REQUEST: Please give the listing again in its entirety, exactly as written.

[Begin MATERIAL SUPPLIED]

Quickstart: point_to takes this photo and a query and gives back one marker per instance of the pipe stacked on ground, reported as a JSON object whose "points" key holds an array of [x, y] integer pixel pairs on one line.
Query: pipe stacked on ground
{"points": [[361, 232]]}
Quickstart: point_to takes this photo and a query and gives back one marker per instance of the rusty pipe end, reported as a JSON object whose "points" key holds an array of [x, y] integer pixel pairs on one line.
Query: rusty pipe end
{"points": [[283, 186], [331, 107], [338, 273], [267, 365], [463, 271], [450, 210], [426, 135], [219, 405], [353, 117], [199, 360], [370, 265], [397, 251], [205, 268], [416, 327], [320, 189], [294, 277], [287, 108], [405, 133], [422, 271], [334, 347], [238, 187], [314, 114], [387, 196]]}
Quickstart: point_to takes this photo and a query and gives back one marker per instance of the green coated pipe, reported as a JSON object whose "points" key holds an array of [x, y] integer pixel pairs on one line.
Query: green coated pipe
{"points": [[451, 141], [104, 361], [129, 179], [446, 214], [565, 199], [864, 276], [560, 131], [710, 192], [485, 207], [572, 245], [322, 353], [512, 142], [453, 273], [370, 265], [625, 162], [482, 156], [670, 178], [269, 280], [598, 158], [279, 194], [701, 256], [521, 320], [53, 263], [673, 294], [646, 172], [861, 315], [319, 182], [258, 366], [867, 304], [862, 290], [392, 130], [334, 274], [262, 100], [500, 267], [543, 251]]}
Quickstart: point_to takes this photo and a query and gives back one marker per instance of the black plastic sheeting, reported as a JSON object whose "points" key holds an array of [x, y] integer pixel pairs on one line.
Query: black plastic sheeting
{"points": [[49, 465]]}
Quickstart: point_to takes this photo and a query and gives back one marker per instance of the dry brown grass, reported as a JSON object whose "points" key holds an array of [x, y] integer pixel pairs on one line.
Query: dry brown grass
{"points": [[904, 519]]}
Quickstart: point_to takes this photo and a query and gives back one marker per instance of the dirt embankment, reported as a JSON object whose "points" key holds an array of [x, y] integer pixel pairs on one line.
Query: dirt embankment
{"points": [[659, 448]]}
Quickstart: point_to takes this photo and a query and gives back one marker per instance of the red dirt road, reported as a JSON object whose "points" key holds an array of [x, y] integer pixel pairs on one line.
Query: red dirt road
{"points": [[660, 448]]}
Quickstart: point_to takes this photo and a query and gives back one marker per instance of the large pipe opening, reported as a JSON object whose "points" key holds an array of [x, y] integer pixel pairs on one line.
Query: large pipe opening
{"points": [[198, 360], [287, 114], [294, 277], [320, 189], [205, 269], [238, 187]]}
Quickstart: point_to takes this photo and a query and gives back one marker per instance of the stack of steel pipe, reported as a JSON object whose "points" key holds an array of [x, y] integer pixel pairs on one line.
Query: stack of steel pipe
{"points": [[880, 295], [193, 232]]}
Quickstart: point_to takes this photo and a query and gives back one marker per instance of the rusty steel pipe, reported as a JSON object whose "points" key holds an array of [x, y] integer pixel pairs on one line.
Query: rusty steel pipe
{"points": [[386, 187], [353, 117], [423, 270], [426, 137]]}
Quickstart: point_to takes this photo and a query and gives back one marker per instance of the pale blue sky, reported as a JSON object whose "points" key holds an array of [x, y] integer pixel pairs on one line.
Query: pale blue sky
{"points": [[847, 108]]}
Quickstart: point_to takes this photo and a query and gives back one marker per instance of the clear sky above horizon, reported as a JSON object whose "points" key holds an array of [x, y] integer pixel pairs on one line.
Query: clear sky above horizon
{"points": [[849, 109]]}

[End MATERIAL SUPPLIED]

TASK RESPONSE:
Quickstart: point_to takes this photo and a query and gives back one marker per instance of the pipe stacked on ground, reported as a JSON object whose "points" key holds an array of [x, y] integer pixel pairs on one line.
Query: pipe stacked on ground
{"points": [[361, 232]]}
Quickstart: point_to takes this photo and a query and gives back one marker per instance of the rusty pipe end, reported as a JSON object whose "points" key holds an array of [x, y] integer pixel pairs on one line.
Query: rusty pipe end
{"points": [[283, 186], [331, 107], [338, 273], [267, 365], [463, 271], [450, 210], [426, 135], [219, 405], [353, 117], [199, 360], [370, 265], [397, 251], [205, 268], [416, 327], [320, 189], [294, 277], [287, 108], [405, 133], [422, 271], [334, 347], [238, 187], [314, 114], [387, 196]]}
Quickstart: point_to takes this photo and a query and gives back one marker per instance of the green coated pipe, reported as a JSON object whose "points" key holds an array of [x, y] integer pixel pairs on one line.
Query: green coated pipe
{"points": [[451, 141], [104, 361], [129, 179], [446, 214], [565, 199], [864, 276], [560, 131], [710, 192], [485, 207], [572, 245], [322, 353], [512, 142], [453, 273], [370, 265], [625, 162], [482, 156], [670, 178], [269, 280], [598, 158], [279, 194], [701, 256], [521, 320], [53, 263], [673, 294], [646, 172], [861, 315], [319, 182], [258, 366], [867, 304], [862, 290], [392, 130], [334, 274], [262, 100], [500, 267], [543, 251]]}
Quickstart: point_to takes this photo and a query and gives back one marker per instance of the black plastic sheeting, reported as a JSON object whose "points" key holds an array of [x, y] integer pixel pairs on one line.
Query: black plastic sheeting
{"points": [[49, 465]]}
Quickstart: point_to takes this photo and a query and gives back one marker per instance of the dry brown grass, reported as a JSON object whose "points" key holds an array of [x, y] integer pixel pairs on one line.
Query: dry brown grass
{"points": [[904, 519]]}
Quickstart: point_to takes this photo and a query and gives back one marker per instance of the dirt embankment, reported as a JSON object whose "points" key holds an array of [x, y] integer pixel pairs on one line.
Query: dirt embankment
{"points": [[659, 448]]}
Quickstart: point_to takes this photo and a query and gives back one marker per instance of the red dirt road, reported as a JSON object whose "points" key holds an array of [x, y] integer pixel pairs on one line.
Query: red dirt road
{"points": [[660, 448]]}
Quickstart: point_to takes this photo and a query and gives back one marker per instance of the large pipe opening, reported as a JSON object whose "points" key holds an array of [x, y] integer pixel pairs on one line.
Query: large pipe opening
{"points": [[198, 360], [287, 114], [294, 277], [320, 189], [205, 269], [238, 187]]}
Quickstart: point_to takes this photo and a query and gives back one marker per instance of the stack of steel pipe, reported as a JSON object whose "points" key holds an array of [x, y] integer pixel pairs on one line.
Query: stack of steel pipe
{"points": [[880, 295], [193, 232]]}
Quickstart: point_to takes this photo and a query and gives back one marker per instance of the rusty steel pipe, reported as a JSON object whose "points" key holds an array of [x, y] integer pixel pairs on one line.
Query: rusty steel pipe
{"points": [[386, 187], [353, 117], [423, 270], [426, 137]]}
Quickstart: point_to takes this photo and a query and gives back one marker per instance of the pale blue sky, reported as a JSON object whose "points" key holds an array of [x, y] integer pixel pairs on one line.
Query: pale blue sky
{"points": [[847, 108]]}
Quickstart: point_to takes this photo and a query and gives back one marker per instance of the clear sky above horizon, reported as a JSON object whose "points" key holds an array of [x, y] integer pixel pairs on one line.
Query: clear sky above horizon
{"points": [[849, 109]]}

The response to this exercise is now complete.